Task instructions: Please restate, exactly as written, the lines running from the beginning of the material through the line that has "Place one keypoint on each instance of the christmas" in it.

========================

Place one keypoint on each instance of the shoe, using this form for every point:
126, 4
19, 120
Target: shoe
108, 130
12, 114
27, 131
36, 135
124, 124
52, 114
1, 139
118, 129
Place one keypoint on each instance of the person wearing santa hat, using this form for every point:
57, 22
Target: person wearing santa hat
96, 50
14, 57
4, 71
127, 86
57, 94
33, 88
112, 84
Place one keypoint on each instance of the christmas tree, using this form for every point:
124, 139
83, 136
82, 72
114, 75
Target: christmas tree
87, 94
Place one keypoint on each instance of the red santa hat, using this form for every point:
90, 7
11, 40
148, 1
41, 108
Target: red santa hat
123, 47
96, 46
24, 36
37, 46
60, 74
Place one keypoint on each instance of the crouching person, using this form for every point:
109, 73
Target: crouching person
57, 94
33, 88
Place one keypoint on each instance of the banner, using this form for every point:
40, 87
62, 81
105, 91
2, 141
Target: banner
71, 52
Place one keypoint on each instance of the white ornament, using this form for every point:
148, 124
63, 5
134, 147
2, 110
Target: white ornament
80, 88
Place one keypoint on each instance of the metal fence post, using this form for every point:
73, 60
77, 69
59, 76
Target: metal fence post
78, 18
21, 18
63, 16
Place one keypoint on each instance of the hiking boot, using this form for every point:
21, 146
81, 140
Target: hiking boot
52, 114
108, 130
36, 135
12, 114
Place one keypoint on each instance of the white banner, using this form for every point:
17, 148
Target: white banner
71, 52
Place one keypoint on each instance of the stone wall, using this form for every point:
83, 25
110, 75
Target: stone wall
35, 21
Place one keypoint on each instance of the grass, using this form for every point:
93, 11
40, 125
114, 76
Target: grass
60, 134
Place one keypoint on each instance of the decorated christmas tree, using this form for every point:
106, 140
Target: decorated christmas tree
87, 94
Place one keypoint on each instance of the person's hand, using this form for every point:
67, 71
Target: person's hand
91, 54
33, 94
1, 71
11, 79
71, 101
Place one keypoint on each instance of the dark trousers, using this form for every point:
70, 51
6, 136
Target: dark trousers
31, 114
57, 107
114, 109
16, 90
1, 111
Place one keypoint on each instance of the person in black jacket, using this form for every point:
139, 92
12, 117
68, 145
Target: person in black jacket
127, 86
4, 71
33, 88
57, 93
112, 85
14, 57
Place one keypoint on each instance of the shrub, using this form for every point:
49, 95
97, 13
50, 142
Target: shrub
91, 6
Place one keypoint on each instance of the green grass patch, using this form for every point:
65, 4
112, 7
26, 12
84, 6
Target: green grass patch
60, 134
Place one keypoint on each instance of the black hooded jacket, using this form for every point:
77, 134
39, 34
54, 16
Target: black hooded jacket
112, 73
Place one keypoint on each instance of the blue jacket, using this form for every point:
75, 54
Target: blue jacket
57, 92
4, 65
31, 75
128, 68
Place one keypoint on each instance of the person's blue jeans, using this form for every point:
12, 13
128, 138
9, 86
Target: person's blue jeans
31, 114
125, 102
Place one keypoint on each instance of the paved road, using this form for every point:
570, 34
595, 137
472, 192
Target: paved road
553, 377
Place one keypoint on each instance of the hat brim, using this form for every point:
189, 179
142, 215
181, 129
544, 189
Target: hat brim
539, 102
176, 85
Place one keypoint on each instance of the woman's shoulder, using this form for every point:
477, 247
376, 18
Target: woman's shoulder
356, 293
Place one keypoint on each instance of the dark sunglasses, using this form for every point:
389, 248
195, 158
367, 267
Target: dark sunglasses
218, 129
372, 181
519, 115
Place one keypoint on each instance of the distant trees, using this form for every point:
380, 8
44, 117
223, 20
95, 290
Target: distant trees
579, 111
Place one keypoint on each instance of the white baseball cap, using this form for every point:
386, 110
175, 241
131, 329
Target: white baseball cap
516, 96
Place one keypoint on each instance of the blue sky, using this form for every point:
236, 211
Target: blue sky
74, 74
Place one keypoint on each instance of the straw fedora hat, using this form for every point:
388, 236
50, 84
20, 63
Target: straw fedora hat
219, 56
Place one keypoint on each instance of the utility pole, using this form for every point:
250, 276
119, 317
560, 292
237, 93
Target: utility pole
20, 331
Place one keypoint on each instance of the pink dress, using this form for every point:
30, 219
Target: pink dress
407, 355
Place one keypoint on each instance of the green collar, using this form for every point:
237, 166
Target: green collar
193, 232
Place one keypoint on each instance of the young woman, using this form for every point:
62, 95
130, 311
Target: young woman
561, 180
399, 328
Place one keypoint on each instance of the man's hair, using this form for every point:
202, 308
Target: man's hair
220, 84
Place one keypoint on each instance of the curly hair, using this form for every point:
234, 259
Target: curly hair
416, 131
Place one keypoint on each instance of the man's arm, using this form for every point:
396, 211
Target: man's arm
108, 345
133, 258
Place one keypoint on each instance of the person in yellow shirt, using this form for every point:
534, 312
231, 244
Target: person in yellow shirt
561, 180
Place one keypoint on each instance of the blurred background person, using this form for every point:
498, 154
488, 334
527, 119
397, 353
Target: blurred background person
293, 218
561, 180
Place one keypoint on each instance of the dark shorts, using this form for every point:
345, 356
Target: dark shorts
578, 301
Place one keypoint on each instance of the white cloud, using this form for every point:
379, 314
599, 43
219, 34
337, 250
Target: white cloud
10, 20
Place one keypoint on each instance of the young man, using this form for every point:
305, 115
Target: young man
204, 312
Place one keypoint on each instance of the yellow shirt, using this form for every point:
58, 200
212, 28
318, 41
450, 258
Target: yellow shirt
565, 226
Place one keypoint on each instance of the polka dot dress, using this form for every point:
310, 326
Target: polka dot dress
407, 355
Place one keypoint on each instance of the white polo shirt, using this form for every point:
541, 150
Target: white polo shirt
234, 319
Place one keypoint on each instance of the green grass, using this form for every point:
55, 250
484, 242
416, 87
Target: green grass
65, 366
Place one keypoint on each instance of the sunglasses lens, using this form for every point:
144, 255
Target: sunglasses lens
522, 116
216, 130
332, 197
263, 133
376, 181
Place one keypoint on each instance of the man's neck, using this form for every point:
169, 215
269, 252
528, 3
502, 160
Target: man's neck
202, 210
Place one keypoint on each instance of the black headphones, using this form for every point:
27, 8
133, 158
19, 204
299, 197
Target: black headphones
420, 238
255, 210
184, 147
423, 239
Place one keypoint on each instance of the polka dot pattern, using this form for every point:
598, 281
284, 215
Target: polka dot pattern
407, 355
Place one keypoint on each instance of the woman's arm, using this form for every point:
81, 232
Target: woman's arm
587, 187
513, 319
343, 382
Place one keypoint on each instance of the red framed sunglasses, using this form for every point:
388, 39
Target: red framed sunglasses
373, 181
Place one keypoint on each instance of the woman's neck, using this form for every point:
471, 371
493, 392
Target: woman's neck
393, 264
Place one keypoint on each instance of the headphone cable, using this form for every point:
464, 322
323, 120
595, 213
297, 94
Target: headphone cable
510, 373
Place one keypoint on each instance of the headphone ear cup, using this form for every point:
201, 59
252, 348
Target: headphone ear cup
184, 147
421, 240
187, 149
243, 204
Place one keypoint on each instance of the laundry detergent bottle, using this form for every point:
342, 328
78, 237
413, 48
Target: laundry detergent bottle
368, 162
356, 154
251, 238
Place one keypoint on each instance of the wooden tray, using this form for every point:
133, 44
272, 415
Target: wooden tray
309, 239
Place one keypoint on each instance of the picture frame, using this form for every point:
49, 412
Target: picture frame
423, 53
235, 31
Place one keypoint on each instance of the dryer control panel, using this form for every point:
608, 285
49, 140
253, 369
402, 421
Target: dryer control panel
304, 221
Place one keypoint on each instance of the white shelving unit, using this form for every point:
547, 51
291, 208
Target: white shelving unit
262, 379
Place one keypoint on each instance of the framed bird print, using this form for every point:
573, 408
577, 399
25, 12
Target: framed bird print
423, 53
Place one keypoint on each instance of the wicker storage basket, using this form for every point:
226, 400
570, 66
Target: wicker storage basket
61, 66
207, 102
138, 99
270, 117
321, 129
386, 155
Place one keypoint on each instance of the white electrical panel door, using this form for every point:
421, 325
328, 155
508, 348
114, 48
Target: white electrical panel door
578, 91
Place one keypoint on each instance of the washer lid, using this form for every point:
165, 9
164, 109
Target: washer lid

========================

Result of this task:
Place one keypoint on each instance of the shoe, using this form for every point:
126, 4
19, 120
Target: shoe
108, 130
12, 114
27, 131
36, 135
124, 124
52, 114
1, 139
118, 129
Place one keypoint on each instance of the person wearing santa hat, using this form for every point:
57, 22
Target: person wearing santa hat
96, 50
14, 57
4, 71
127, 86
57, 94
33, 88
112, 84
Place one keypoint on each instance of the christmas tree, using this form for every point:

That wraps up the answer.